### What the task asks
Write what comes next in the Nicaragua and Central America news roundup, beginning after its closing sentence on the regional tourism slogan.
BEGIN Given passage
Inaugurating the school year at a high school in Masaya, President Enrique Bolaños announced that his government will implement a strategy to make education the "medium to increase the autonomy of the poor and improve their quality of life." He added that his strategy would include "moral literacy," explaining that he referred to "teaching behaviors such as honesty, compassion, duty and perseverance."

DOROTHY GRANADA ALLOWED BACK

On February 1, Nicaragua’s Migration Department director announced that Dorothy Granada is free to return to Nicaragua whenever she wants, claiming that "no judicial record impedes her entry into the country." The retired US nurse, who was forced to leave Nicaragua last year following trumped-up political charges, had worked for over 10 years in the northern municipality of Mulukukú, where she founded a clinic that focuses on treating local peasant women. In November 2000, Granada found herself the target of defamatory remarks and threats by the minister of government on Alemán’s orders after a neighboring Liberal mayor, during a public event in Mulukukú attended by the President, falsely accused her of pro-Sandinista political proselytism and the performance of abortions. On December 8, while Granada was visiting Managua, the police made a pre-dawn raid on her home under orders to expel her from the country. This action forced her into hiding for weeks and turned her case into an international cause celèbre that even forced the US Embassy to take a stand. (See "Solidarity in Times of Internet" in the April 2001 issue of envío for further details.) Several months later, the Alemán government opted for the more benign administrative maneuver of refusing to renew Granada’s expired residency permit, forcing her to leave Nicaragua. She has spent much of the intervening time on a US speaking tour. The Bolaños government’s measure, which sent the message that Nicaragua is ruled by law and not the arbitrary capriciousness of its predecessor, was welcomed both domestically and abroad.

TOURISM TO CENTRAL AMERICA

In an international tourism fair held in Madrid between January 30 and February 4 that attracts businesspeople from all over the world, Central America unveiled the trade name and slogan with which it seeks to sell itself as a region in the international tourist market from here on out. The trade name is "Centroamérica" and the slogan is "So small…so great."
END Given passage
BEGIN Records
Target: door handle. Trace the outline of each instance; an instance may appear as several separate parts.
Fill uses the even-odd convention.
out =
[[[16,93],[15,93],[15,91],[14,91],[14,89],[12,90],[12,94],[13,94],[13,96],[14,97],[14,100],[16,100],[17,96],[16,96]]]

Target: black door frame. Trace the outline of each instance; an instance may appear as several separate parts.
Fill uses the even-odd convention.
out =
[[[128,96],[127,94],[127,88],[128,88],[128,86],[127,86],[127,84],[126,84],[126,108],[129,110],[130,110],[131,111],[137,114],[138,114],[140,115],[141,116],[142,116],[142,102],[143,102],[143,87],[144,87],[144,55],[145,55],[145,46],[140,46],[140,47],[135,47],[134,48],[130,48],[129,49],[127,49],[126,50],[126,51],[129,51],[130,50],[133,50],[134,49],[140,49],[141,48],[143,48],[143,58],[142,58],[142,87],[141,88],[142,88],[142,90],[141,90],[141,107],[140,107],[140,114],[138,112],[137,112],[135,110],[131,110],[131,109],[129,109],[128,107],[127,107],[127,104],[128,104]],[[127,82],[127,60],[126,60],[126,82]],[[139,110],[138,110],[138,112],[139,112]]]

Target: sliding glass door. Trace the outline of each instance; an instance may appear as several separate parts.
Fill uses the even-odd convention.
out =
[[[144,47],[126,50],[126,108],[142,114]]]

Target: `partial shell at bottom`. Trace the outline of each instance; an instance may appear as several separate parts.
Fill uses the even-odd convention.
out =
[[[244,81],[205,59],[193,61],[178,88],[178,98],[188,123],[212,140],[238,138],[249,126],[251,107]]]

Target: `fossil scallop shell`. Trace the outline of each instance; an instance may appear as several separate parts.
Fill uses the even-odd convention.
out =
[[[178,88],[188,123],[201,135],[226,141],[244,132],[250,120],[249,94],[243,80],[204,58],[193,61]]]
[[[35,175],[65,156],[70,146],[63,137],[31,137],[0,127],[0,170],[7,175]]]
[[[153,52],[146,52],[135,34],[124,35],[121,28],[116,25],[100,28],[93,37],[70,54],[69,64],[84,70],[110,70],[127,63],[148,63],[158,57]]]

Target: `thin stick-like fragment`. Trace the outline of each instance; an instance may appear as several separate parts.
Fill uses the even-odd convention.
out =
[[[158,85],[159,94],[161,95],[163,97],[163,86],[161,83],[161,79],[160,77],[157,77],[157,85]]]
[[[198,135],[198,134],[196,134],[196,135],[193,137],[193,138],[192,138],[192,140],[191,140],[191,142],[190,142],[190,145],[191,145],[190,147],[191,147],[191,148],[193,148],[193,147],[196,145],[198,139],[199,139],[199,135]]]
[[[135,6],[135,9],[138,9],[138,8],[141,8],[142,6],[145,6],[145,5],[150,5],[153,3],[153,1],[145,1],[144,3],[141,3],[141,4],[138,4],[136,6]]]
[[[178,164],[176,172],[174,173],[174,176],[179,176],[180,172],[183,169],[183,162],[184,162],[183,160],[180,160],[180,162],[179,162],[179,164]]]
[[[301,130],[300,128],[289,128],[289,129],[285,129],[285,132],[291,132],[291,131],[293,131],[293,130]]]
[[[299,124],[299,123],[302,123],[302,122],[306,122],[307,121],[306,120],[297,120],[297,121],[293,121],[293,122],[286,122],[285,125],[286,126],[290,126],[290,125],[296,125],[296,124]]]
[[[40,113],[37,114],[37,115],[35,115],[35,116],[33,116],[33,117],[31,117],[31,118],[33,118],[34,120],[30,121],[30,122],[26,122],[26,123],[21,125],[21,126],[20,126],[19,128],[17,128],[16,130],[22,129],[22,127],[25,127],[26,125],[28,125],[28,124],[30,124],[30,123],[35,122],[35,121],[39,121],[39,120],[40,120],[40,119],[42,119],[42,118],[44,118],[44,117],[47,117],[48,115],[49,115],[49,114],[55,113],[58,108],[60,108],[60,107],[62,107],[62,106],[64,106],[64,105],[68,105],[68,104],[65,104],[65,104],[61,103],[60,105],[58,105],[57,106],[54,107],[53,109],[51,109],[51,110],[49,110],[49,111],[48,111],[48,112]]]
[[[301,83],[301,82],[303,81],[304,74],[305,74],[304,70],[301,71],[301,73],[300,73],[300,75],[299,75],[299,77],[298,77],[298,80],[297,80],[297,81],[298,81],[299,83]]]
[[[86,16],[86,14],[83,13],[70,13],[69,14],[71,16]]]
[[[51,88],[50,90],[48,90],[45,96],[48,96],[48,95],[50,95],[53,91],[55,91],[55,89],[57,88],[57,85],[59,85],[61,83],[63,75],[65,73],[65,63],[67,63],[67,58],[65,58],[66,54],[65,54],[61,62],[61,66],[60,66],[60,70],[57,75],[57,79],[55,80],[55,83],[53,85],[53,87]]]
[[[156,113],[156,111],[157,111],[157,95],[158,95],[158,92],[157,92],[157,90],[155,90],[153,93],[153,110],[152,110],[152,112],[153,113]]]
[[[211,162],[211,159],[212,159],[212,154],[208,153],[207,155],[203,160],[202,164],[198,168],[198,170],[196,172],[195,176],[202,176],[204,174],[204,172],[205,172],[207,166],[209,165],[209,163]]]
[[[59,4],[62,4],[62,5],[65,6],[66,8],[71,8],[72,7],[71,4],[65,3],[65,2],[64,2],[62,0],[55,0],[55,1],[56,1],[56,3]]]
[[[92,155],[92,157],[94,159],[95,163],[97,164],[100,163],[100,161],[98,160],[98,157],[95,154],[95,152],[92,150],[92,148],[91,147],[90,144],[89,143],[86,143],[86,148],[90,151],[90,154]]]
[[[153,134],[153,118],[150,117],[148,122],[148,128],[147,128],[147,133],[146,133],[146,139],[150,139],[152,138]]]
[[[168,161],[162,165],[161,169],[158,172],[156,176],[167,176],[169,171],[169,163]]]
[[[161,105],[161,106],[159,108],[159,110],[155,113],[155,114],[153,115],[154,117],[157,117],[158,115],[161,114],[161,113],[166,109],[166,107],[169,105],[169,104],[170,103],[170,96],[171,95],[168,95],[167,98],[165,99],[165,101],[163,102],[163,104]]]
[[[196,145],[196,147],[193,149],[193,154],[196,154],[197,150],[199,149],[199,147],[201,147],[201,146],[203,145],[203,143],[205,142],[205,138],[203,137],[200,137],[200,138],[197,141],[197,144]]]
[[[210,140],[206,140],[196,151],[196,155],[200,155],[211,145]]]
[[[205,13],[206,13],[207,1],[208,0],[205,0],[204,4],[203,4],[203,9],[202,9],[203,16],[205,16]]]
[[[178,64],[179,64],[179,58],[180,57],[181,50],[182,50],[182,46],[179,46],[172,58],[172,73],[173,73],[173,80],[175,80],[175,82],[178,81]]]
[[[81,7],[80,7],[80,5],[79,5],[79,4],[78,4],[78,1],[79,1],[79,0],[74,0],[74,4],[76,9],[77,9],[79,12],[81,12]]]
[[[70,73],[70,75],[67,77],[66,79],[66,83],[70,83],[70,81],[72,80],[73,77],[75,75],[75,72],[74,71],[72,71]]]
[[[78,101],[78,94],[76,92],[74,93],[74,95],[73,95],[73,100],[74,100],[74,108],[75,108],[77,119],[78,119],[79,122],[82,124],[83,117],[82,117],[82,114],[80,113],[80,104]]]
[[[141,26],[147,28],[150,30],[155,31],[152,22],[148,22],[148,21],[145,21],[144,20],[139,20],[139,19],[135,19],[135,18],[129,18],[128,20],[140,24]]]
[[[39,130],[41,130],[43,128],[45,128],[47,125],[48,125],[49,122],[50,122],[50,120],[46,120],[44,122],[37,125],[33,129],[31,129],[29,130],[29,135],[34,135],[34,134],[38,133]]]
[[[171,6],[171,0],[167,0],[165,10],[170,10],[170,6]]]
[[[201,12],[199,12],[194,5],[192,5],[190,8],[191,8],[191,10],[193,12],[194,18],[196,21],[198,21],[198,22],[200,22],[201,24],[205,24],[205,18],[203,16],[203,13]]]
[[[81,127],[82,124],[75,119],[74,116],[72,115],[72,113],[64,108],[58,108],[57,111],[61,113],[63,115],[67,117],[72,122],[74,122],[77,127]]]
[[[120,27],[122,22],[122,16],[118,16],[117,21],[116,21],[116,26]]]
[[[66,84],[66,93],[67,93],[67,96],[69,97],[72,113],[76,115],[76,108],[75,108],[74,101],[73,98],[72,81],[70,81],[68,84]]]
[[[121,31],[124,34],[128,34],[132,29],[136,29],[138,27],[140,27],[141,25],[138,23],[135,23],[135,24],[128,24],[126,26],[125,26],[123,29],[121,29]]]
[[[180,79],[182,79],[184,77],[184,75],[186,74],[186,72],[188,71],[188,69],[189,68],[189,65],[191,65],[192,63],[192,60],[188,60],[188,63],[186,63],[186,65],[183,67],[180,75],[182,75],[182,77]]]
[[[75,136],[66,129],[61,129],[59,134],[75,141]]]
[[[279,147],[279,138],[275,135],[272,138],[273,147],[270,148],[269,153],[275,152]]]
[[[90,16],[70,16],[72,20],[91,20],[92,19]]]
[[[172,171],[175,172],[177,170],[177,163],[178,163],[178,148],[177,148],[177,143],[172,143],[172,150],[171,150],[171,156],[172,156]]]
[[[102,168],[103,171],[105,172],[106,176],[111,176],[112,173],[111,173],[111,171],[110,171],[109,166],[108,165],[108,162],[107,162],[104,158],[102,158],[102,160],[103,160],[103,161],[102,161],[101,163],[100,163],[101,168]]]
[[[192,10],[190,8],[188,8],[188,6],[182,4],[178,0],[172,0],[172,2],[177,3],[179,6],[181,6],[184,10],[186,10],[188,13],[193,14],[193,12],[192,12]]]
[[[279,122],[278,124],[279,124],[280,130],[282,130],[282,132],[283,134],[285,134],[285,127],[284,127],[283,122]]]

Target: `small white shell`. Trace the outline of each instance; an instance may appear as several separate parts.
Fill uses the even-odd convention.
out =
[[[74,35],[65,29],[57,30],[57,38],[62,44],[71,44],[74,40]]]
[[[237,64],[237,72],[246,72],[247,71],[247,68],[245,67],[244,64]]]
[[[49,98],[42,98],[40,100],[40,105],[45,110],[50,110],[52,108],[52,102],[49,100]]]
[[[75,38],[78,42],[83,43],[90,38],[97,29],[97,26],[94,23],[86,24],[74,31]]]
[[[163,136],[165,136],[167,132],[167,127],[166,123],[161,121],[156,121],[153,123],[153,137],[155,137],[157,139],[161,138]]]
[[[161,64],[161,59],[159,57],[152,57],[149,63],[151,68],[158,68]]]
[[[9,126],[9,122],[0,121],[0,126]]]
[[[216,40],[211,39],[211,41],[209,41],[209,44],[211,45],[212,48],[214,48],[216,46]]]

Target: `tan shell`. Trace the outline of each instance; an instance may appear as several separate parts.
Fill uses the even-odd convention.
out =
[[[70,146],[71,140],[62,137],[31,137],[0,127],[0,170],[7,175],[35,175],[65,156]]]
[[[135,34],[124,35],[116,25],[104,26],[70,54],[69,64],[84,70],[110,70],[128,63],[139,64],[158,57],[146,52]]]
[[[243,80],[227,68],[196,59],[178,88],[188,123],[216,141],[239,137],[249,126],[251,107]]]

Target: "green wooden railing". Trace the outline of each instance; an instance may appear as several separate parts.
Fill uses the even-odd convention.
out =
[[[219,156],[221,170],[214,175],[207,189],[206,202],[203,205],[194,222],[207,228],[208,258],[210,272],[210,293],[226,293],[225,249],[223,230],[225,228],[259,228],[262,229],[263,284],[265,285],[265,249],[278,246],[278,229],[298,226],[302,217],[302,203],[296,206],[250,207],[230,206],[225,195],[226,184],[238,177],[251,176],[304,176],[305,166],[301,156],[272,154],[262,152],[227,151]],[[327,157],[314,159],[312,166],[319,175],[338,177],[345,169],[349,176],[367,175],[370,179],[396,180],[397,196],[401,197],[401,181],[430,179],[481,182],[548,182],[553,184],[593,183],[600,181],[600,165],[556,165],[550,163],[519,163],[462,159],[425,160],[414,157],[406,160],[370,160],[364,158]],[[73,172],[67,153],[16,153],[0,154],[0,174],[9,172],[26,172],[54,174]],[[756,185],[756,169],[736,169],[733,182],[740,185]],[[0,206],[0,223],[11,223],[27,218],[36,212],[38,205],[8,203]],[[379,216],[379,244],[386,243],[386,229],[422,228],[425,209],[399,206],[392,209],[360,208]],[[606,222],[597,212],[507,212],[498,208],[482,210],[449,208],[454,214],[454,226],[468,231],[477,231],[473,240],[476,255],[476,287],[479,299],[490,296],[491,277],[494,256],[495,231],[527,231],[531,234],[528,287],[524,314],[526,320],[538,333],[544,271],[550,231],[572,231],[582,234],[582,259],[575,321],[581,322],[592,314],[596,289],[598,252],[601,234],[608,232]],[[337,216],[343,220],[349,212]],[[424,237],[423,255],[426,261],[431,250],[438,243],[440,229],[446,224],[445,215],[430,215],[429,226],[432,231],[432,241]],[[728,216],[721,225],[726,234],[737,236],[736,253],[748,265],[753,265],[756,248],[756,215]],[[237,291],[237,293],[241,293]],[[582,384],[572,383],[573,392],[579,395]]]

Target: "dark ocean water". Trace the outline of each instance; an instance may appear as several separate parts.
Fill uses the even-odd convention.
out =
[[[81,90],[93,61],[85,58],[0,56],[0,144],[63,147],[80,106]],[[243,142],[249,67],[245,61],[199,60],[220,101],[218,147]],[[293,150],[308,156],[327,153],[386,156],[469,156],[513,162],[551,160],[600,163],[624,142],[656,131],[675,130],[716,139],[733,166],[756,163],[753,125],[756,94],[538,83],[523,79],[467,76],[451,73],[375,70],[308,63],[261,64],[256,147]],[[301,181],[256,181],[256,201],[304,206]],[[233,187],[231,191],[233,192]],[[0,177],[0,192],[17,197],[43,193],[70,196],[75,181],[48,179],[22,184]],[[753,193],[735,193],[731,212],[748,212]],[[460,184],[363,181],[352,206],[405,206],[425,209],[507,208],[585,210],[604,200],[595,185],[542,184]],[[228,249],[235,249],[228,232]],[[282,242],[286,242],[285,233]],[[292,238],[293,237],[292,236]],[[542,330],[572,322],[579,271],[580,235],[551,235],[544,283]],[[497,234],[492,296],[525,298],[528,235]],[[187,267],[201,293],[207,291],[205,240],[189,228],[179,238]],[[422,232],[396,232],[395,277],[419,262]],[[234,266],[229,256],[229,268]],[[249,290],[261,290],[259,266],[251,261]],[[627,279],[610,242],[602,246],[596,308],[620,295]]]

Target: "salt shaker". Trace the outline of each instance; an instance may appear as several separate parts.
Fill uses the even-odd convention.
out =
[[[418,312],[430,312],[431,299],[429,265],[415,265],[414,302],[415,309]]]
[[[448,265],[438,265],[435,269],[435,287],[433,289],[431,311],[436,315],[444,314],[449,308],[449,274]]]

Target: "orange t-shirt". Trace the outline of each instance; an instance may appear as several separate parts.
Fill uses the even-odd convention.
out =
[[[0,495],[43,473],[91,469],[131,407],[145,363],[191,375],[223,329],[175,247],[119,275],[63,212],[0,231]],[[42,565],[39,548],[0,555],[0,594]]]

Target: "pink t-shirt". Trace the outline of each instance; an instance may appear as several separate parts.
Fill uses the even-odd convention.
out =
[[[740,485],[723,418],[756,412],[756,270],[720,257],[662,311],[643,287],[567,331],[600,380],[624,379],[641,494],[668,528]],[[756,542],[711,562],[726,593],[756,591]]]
END Records
### Expected answer
The tourism ministers of the Central American countries, including Panama and Belize, selected the name and slogan in August 2001 and gave them their final seal of approval during a regional meeting held in December 2001.

EMBLEMATIC BUILDING

A new sky-blue glass mini-skyscraper known as the BAC Center was inaugurated on December 20 in an event that concluded with the most beautiful fireworks display ever seen in Nicaragua. The 12-story building and its two flanking structures belong to the Pellas Group, which is Nicaragua’s only corporate capital and its most influential economic power. Involving 50,000 square meters of construction, the building is the most costly architectural investment in the country’s history (US$36 million). The BAC Center will house the headquarters of all the businesses owned by the Pellas Group (starting with the San Antonio Sugar Refinery and the manufacturing and distributing of Flor de Caña rums) or represents (including the monopoly on Toyota distribution).

A GREAT NICARAGUAN POET DIES

Pablo Antonio Cuadra, poet, teacher of generations of poets, founder and leading representative of the vanguard movement in Nicaraguan literature, died in Managua on January 2. A persistent thinker and interpreter as a poet, journalist and essayist for 70 years, the 89-year-old Cuadra was also director of Nicaragua’s Academy of Languages. From the boardroom of the newspaper La Prensa, Cuadra, together with martyred journalist Pedro Joaquín Chamorro, was a standard bearer of freedom of expression. All of the country’s cultural, social and political sectors lamented his death and expressed national pride in his unquestionable glory and strong international recognition.